*Problem description*.
In the data below, change "ivory" to "porcelain" in everything from the line containing "Indicate the white" down to the line containing "pixel 833 151". Return only those lines, with nothing else altered.

*Data in this exercise*.

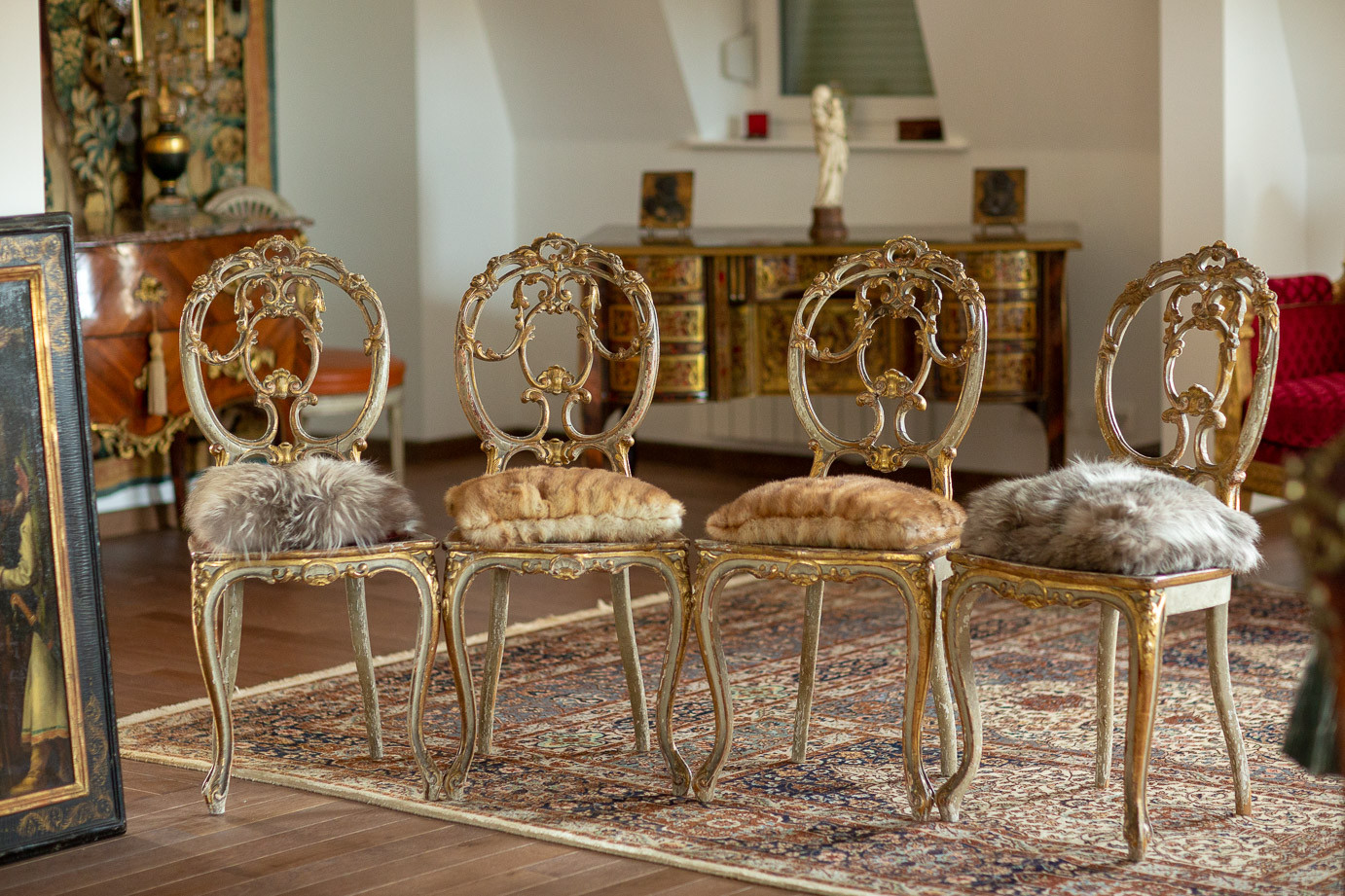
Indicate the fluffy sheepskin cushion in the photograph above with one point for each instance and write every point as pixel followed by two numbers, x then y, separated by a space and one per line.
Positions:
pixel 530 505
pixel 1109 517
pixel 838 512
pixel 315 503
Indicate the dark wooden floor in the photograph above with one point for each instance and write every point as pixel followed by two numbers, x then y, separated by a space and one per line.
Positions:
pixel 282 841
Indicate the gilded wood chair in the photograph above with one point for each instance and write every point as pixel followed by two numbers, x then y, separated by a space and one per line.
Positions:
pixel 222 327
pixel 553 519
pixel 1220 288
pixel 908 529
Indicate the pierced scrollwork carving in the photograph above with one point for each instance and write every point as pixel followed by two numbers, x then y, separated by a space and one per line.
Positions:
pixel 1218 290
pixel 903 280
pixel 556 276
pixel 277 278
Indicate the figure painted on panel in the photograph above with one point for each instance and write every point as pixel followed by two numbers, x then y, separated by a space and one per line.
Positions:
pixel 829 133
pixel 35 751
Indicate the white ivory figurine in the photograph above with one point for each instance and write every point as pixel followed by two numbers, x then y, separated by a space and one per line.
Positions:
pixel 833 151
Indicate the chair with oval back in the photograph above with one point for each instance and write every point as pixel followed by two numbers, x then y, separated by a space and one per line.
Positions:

*Answer to the exercise*.
Indicate the white porcelain figurine in the photograph above with one point for each instance and write every point as pixel followed by two numbers, x then y, separated by a space and one per line.
Positions:
pixel 833 151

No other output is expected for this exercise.